Organization of the Petroleum Exporting Countries (OPEC)

OPEC is the Organization of the Petroleum Exporting Countries, an intergovernmental organization of 12 nations focused on coordinating and unifying the oil production policies of its member countries. The organization was founded in 1960 and is headquartered in Vienna, Austria.

OPEC’s primary goal is to regulate the supply of oil to stabilize the market and ensure that member countries receive an ideal price for their oil. To achieve this, the organization holds regular meetings where member countries discuss current market conditions and decide on production levels for each country. By controlling the oil supply, OPEC can influence the price of oil on the global market, which affects the global economy and, thus, investors.

Key Points

•   OPEC aims to coordinate and unify oil policies among member countries.

•   Stabilizing the international oil market is a core objective of OPEC.

•   Ensuring fair prices for oil producers is crucial for OPEC.

•   OPEC’s actions impact global oil supply and demand dynamics.

•   Member countries work together to manage oil production levels.

What Is OPEC?

The Organization of the Petroleum Exporting Countries (OPEC) is a cartel of oil-producing countries founded in 1960 in Baghdad, Iraq. The founding members of OPEC were Iran, Iraq, Kuwait, Saudi Arabia, and Venezuela. Since then, the group has expanded to include as many as 16 countries, but currently has 12 member countries.

As noted above, the main function of OPEC is to regulate the oil supply that its member countries produce to manage the price of the global oil market. The organization achieves this by setting production levels, conducting research, and promoting cooperation among member countries.

DIRECTION A ▸ Reproduce the entire text about OPEC above, word for word.

[Dataset items]

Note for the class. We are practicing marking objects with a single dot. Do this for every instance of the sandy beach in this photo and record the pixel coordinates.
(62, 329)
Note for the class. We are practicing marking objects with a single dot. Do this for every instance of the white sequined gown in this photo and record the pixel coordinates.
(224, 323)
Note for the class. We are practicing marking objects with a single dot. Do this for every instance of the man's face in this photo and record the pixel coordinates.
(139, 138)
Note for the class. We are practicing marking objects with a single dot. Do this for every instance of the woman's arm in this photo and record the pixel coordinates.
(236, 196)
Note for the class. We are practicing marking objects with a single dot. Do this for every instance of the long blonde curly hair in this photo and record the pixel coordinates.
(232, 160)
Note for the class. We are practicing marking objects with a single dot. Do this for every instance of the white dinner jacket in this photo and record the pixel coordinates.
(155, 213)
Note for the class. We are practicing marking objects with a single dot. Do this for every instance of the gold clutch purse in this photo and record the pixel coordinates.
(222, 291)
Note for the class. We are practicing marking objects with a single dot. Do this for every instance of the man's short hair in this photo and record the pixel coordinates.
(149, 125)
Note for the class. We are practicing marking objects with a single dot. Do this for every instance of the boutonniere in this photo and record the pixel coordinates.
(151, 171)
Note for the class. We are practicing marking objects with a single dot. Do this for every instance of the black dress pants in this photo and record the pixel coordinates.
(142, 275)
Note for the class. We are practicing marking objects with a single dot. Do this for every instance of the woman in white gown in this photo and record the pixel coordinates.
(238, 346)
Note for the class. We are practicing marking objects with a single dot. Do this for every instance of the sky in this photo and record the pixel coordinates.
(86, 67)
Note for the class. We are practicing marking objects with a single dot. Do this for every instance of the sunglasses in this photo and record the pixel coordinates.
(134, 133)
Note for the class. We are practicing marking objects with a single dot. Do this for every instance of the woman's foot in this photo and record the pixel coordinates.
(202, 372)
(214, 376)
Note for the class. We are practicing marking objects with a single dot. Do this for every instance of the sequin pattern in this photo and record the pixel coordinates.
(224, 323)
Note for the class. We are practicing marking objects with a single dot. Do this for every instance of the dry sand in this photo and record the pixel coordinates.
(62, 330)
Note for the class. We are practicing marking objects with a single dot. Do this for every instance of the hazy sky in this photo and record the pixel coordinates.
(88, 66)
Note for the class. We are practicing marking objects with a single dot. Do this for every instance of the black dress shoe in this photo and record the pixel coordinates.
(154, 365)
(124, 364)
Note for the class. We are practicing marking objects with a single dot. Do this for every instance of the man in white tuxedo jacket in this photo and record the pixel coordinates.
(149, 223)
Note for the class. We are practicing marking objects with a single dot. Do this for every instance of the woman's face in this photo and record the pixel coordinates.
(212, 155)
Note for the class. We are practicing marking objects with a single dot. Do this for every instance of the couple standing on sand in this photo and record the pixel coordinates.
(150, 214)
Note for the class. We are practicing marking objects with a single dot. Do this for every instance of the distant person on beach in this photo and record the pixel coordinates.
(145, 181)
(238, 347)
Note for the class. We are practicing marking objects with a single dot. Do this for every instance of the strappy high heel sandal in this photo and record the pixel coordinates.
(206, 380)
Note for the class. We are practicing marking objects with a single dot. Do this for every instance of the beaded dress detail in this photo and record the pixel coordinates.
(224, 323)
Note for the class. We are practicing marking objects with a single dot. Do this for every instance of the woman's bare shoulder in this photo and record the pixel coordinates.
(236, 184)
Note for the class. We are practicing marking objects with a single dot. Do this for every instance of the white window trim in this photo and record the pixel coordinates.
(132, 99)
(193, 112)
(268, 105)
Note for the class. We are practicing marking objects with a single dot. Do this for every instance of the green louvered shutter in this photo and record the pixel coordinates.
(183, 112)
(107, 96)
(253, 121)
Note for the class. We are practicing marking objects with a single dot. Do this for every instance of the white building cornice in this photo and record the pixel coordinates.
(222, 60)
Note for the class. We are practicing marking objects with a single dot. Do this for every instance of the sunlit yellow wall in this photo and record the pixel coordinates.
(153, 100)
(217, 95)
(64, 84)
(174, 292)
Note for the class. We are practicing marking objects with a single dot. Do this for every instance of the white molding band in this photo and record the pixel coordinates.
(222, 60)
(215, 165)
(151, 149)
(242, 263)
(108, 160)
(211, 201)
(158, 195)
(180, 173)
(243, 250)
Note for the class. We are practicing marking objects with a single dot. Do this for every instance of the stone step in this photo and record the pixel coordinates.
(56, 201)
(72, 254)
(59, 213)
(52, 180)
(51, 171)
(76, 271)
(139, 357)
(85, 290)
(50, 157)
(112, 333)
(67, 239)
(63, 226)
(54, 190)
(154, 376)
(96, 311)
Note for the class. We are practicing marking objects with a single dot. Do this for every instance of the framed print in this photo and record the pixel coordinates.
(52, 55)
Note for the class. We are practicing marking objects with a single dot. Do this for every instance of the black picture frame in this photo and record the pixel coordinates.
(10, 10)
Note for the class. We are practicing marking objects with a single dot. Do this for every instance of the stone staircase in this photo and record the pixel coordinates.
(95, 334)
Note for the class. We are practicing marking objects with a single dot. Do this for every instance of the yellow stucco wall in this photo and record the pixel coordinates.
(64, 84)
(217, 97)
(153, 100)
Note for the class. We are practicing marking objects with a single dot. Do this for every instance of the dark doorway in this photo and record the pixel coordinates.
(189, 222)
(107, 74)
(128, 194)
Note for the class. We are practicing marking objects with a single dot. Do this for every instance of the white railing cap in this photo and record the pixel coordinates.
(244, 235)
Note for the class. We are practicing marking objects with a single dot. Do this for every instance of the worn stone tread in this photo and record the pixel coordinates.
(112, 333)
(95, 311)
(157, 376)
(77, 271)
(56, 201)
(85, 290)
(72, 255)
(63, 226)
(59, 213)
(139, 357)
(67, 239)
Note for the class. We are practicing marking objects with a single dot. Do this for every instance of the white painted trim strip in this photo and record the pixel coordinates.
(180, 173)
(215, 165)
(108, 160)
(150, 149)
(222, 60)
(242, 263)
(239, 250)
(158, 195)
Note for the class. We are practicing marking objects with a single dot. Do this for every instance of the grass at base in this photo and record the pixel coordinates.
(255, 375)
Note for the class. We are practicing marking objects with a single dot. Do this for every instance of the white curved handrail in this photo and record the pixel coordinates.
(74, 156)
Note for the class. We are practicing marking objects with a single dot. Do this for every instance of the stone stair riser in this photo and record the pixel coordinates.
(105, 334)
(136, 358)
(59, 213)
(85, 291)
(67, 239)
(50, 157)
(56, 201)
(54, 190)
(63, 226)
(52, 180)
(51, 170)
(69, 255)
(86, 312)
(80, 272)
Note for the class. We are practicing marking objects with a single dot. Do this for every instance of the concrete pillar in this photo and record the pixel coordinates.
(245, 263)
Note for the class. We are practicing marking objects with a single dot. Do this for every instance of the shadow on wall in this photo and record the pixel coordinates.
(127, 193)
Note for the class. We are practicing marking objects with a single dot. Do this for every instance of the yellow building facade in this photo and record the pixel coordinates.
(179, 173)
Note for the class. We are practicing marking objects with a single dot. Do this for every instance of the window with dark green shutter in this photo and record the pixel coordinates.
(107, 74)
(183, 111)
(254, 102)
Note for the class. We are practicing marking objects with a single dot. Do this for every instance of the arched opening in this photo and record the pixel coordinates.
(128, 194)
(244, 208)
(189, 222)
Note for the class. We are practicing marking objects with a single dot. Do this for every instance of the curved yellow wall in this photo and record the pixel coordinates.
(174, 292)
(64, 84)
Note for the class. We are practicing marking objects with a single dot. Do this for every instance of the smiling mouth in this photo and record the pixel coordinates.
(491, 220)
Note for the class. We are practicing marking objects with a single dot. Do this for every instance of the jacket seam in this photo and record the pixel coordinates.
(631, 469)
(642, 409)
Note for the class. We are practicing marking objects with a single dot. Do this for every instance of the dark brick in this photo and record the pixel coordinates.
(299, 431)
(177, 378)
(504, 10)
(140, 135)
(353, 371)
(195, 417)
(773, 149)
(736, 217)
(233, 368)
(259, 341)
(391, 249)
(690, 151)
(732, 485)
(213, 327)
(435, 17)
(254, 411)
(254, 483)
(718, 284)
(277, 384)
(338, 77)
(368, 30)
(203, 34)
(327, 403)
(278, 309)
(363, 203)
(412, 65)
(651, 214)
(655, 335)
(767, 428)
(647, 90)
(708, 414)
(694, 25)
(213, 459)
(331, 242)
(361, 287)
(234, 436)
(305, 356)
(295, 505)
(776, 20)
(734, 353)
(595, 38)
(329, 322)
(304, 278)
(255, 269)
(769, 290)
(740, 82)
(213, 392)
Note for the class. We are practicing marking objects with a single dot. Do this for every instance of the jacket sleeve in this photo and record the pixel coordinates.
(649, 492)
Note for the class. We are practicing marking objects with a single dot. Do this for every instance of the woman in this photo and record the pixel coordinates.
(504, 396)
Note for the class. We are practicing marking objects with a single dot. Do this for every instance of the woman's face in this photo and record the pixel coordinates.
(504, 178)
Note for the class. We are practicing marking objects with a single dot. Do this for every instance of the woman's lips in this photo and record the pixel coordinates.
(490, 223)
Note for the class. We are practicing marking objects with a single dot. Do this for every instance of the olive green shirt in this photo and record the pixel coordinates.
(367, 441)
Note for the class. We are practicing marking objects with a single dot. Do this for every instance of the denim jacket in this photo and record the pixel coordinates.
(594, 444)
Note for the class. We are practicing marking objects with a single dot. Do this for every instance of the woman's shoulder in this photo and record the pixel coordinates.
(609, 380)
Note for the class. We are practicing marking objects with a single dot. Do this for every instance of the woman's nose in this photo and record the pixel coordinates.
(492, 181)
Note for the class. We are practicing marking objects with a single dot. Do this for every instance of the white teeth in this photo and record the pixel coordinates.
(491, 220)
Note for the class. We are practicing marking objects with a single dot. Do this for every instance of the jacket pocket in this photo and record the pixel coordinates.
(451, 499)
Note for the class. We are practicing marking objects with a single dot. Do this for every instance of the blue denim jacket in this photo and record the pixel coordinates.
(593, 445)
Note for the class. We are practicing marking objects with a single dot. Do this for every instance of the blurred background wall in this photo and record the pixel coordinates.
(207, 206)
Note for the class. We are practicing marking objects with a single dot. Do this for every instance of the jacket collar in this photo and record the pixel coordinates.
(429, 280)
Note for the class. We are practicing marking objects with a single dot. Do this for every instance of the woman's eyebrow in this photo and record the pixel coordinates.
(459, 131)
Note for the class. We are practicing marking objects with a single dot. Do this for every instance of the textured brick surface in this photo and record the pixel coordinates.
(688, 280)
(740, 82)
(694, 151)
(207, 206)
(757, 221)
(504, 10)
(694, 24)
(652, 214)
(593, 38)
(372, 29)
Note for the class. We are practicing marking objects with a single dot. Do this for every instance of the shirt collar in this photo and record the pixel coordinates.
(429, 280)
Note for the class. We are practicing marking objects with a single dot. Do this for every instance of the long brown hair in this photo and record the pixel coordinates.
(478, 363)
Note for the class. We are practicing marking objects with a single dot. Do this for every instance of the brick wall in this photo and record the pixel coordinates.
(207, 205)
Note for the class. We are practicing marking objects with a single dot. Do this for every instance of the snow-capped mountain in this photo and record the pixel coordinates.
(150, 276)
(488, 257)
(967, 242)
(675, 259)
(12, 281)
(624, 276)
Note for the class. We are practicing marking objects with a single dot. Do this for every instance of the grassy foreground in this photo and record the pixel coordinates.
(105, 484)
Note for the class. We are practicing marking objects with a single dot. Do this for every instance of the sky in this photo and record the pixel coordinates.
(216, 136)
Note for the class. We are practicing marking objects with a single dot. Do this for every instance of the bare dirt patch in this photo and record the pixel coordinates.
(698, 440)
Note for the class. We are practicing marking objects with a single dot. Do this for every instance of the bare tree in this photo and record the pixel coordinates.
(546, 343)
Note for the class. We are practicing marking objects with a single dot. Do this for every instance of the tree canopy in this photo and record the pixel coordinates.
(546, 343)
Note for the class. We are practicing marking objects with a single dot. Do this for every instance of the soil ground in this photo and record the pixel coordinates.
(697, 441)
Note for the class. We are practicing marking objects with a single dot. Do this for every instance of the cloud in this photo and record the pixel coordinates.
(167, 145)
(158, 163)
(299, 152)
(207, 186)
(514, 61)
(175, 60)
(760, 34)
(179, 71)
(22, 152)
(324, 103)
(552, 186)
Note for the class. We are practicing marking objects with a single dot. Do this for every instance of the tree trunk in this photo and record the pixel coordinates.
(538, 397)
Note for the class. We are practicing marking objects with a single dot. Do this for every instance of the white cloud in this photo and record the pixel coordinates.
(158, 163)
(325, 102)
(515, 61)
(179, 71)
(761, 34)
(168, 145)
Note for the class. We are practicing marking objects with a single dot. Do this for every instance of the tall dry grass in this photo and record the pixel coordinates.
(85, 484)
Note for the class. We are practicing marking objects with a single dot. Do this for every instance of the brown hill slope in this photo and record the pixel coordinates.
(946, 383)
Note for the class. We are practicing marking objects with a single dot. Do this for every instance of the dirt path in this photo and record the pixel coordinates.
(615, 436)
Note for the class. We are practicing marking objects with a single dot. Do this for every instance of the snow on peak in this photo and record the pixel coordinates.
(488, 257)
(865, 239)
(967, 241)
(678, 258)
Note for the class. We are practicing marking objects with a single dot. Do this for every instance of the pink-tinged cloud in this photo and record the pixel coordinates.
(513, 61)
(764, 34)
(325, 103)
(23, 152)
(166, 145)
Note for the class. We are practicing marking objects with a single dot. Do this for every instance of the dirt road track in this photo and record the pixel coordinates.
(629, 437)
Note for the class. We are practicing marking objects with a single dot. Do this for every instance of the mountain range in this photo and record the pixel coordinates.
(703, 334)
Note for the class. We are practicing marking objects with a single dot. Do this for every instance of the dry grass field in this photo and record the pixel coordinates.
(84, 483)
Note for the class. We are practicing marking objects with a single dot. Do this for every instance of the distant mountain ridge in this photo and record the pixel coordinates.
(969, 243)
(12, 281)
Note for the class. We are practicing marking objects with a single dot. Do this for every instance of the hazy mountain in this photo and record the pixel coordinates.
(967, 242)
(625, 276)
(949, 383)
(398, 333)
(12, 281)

DIRECTION B ▸ How many lines in the records above contain the word "building"? Reply with the number alone.

FULL RESPONSE A ▸
Organization of the Petroleum Exporting Countries (OPEC)

OPEC is the Organization of the Petroleum Exporting Countries, an intergovernmental organization of 12 nations focused on coordinating and unifying the oil production policies of its member countries. The organization was founded in 1960 and is headquartered in Vienna, Austria.

OPEC’s primary goal is to regulate the supply of oil to stabilize the market and ensure that member countries receive an ideal price for their oil. To achieve this, the organization holds regular meetings where member countries discuss current market conditions and decide on production levels for each country. By controlling the oil supply, OPEC can influence the price of oil on the global market, which affects the global economy and, thus, investors.

Key Points

•   OPEC aims to coordinate and unify oil policies among member countries.

•   Stabilizing the international oil market is a core objective of OPEC.

•   Ensuring fair prices for oil producers is crucial for OPEC.

•   OPEC’s actions impact global oil supply and demand dynamics.

•   Member countries work together to manage oil production levels.

What Is OPEC?

The Organization of the Petroleum Exporting Countries (OPEC) is a cartel of oil-producing countries founded in 1960 in Baghdad, Iraq. The founding members of OPEC were Iran, Iraq, Kuwait, Saudi Arabia, and Venezuela. Since then, the group has expanded to include as many as 16 countries, but currently has 12 member countries.

As noted above, the main function of OPEC is to regulate the oil supply that its member countries produce to manage the price of the global oil market. The organization achieves this by setting production levels, conducting research, and promoting cooperation among member countries.

FULL RESPONSE B ▸ 2